Find each line of the material below that contains the word "tree", and copy those lines out in full.

> **Information provided**:
=======

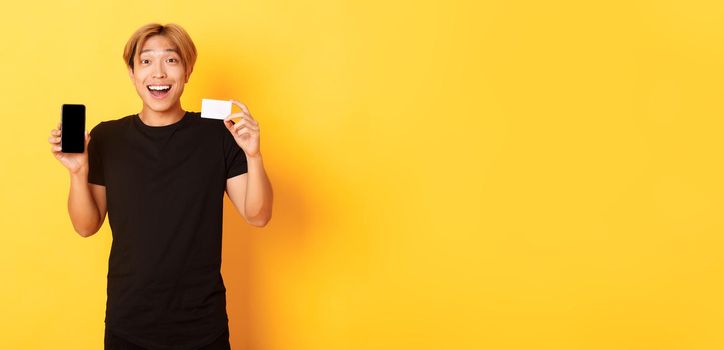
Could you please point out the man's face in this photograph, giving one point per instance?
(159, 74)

=======

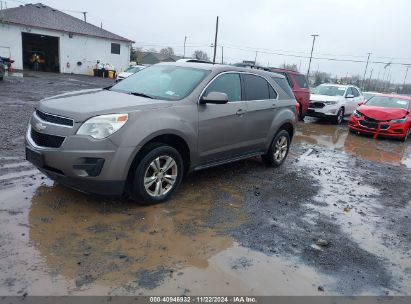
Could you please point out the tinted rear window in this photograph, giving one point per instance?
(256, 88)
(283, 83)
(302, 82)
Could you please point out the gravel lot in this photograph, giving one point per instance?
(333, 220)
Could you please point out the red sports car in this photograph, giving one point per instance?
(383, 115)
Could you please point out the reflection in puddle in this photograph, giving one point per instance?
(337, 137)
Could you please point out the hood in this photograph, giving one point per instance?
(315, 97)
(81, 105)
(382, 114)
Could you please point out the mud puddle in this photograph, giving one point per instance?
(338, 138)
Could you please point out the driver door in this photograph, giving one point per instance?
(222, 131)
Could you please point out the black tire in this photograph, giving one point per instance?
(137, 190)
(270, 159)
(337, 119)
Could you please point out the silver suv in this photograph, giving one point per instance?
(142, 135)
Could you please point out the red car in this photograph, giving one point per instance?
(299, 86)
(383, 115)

=======

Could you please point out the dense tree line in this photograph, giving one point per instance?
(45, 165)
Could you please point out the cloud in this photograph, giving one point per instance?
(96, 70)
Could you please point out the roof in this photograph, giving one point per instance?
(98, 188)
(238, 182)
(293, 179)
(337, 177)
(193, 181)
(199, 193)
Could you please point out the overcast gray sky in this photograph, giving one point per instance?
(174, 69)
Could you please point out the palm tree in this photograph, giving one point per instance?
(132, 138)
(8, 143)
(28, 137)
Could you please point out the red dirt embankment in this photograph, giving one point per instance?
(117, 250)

=======

> **Correct result**:
Could you please point out the dense tree line in this photograph, giving one point per instance?
Could you please point out the palm tree in this photograph, giving one point per instance?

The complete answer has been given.